◆ WHAT THE TASK ASKS:
"outdoor coffee table in the photo above." appears in one line of the records below. Output that line and each one after it, exactly, through the last line.

Extracted records:
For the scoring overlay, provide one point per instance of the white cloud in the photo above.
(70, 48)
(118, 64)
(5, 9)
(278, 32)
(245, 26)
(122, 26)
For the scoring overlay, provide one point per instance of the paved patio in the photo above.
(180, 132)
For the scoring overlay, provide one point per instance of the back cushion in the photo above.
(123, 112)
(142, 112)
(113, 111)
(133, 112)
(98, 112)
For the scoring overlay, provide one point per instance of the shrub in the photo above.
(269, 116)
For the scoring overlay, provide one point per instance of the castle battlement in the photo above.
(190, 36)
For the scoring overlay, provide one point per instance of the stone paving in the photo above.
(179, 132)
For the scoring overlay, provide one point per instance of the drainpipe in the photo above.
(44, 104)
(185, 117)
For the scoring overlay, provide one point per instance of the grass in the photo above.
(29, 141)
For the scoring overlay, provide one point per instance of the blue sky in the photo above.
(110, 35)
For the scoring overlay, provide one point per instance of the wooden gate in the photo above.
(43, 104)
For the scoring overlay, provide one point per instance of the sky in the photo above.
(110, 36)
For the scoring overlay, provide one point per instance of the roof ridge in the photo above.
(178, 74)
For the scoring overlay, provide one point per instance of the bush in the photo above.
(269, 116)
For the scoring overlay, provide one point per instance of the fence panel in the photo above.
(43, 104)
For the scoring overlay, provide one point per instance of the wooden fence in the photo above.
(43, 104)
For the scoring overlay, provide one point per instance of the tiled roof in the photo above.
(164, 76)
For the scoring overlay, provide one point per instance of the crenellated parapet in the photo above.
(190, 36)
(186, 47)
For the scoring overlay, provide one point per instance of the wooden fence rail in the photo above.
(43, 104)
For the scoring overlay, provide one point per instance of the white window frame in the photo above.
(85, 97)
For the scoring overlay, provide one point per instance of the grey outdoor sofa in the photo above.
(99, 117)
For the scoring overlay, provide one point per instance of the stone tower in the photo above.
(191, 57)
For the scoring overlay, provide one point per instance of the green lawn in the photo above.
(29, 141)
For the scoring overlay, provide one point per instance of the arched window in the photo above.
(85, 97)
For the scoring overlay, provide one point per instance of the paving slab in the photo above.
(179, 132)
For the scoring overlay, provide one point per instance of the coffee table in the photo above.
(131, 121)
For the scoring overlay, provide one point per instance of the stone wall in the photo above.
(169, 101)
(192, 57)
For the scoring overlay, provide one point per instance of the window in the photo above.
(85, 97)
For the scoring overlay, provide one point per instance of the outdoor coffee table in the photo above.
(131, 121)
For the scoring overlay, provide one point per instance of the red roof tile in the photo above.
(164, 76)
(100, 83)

◆ RESULT:
For the scoring overlay, provide one point per instance of the outdoor coffee table in the photo above.
(131, 121)
For the scoring overlay, provide one point per instance of the red roof tile in the photo above.
(164, 76)
(100, 83)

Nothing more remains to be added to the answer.